_Brief:_ How would you translate this sentence from the post about medical records into French: "GP systems worked fine so long as GPs paid for them: the developers did what GPs wanted."

Reading passage Block Start

BBC medical records story
Ross Anderson
Ross.Anderson at cl.cam.ac.uk
Wed, 06 Mar 2002 15:50:21 +0000
> It would have the public image of the public controlling their own
> data, but in fact I suspect that a national central DoH/NHS database
> would emerge as being more practical and the smartcard would be a
> facade of privacy.
Worse than that - in places where medical smartcards have been done,
like in Hanover, you got massive centralisation of data - records move
from surgeries to health authorities. Needed for compatibility, old
chap, and you didn't seriously expect us to put card personalisation
equipment in every surgery, did you?
Also, information systems generally promote the interest of the man with
the chequebook, and if the NHS Executive pays for a smartcard system you
can bet your balls it will serve their agenda of centralising records.
> a) a portable data format for health records
Be very careful about the costs and benefits of various levels of
compatability. If you want total compatability, the price may be total
centralisation, or a single supplier, or ossified data formats
> b) a decentrized network of patient databases, securely access via NHSnet,
> administered and audited at the regional level with only traditional
> "need-to-know" access to all records
For the above reason, it's not going to happen. GP systems worked fine
so long as GPs paid for them: the developers did what GPs wanted. Now
that the DoH is picking up most of the bill, their agenda has taken
over and is crowding out the development effort.

Reading passage Block End
Recorded data Block Start

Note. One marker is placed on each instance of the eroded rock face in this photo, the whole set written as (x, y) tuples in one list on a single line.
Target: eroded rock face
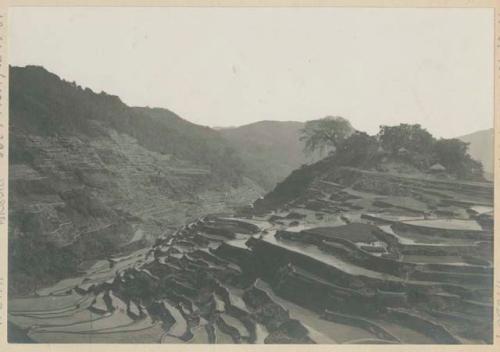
[(351, 275), (90, 176), (332, 255)]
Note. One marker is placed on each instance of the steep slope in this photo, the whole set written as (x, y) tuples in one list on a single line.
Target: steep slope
[(481, 147), (90, 176), (271, 149)]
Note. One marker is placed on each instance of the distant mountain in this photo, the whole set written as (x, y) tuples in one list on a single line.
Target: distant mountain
[(270, 149), (90, 176), (481, 147)]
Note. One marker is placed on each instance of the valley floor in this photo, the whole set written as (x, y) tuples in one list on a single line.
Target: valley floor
[(339, 264)]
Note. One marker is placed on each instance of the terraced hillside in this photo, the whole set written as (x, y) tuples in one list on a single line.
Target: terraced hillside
[(355, 256), (90, 176)]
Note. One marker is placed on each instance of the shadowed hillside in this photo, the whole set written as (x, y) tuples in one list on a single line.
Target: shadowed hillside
[(90, 176), (481, 147), (271, 149)]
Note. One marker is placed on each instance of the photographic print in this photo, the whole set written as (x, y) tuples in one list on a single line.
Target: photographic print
[(250, 175)]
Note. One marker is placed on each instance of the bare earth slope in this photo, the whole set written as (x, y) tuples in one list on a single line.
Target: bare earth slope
[(90, 176)]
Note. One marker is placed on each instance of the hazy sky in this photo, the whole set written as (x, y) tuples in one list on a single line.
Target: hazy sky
[(233, 66)]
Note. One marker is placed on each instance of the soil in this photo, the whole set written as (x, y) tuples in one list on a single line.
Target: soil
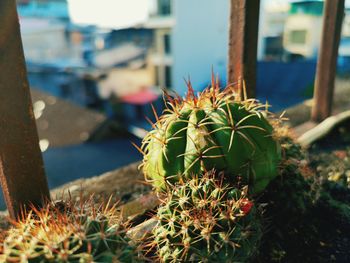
[(312, 224)]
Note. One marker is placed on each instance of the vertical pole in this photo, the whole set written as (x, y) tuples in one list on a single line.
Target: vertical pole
[(243, 42), (22, 173), (327, 59)]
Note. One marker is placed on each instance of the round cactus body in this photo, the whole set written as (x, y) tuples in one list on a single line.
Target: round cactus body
[(81, 233), (211, 131), (205, 221)]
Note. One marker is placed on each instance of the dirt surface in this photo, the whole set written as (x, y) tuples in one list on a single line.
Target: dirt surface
[(301, 113)]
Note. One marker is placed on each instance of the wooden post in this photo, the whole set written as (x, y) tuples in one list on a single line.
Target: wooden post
[(243, 42), (327, 59), (22, 173)]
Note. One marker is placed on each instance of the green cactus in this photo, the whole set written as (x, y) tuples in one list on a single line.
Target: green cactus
[(83, 234), (204, 220), (211, 131)]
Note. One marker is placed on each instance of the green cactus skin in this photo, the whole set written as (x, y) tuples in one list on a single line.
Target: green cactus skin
[(76, 235), (211, 131), (204, 220)]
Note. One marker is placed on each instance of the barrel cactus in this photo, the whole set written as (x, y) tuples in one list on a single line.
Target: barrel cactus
[(204, 220), (213, 130), (76, 234)]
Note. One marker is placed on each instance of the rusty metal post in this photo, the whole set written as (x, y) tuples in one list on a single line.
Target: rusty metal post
[(22, 173), (327, 59), (243, 42)]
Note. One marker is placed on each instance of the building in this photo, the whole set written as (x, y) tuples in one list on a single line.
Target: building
[(162, 21), (57, 9), (200, 42), (273, 16), (303, 29)]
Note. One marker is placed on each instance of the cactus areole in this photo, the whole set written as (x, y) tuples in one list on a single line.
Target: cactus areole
[(212, 130)]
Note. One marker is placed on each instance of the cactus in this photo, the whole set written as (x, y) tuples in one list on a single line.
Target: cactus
[(78, 233), (213, 130), (204, 220)]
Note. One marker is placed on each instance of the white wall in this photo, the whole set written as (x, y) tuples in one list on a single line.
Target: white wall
[(199, 41)]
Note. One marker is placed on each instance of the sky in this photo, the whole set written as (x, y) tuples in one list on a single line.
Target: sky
[(109, 13)]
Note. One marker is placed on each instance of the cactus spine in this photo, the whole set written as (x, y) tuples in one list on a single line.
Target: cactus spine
[(84, 234), (204, 220)]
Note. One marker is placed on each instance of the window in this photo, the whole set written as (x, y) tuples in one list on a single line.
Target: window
[(164, 7), (297, 36), (168, 82), (167, 45), (156, 76)]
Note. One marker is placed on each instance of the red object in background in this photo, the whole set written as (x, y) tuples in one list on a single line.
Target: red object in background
[(246, 206), (143, 97)]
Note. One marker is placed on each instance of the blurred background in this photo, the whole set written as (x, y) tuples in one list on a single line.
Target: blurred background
[(95, 67)]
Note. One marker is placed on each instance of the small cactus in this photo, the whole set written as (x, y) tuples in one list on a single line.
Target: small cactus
[(213, 130), (78, 233), (204, 220)]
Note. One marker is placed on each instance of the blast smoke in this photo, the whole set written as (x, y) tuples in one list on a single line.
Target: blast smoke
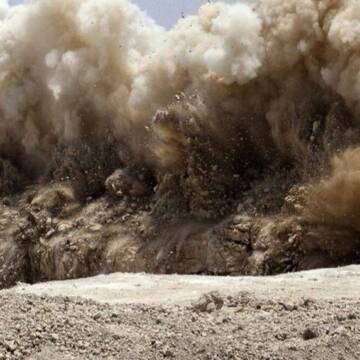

Recorded data Block End

_Response to this task:_ Les systèmes des médecins généralistes fonctionnaient bien tant que les médecins généralistes les payaient : les développeurs faisaient ce que les médecins généralistes voulaient.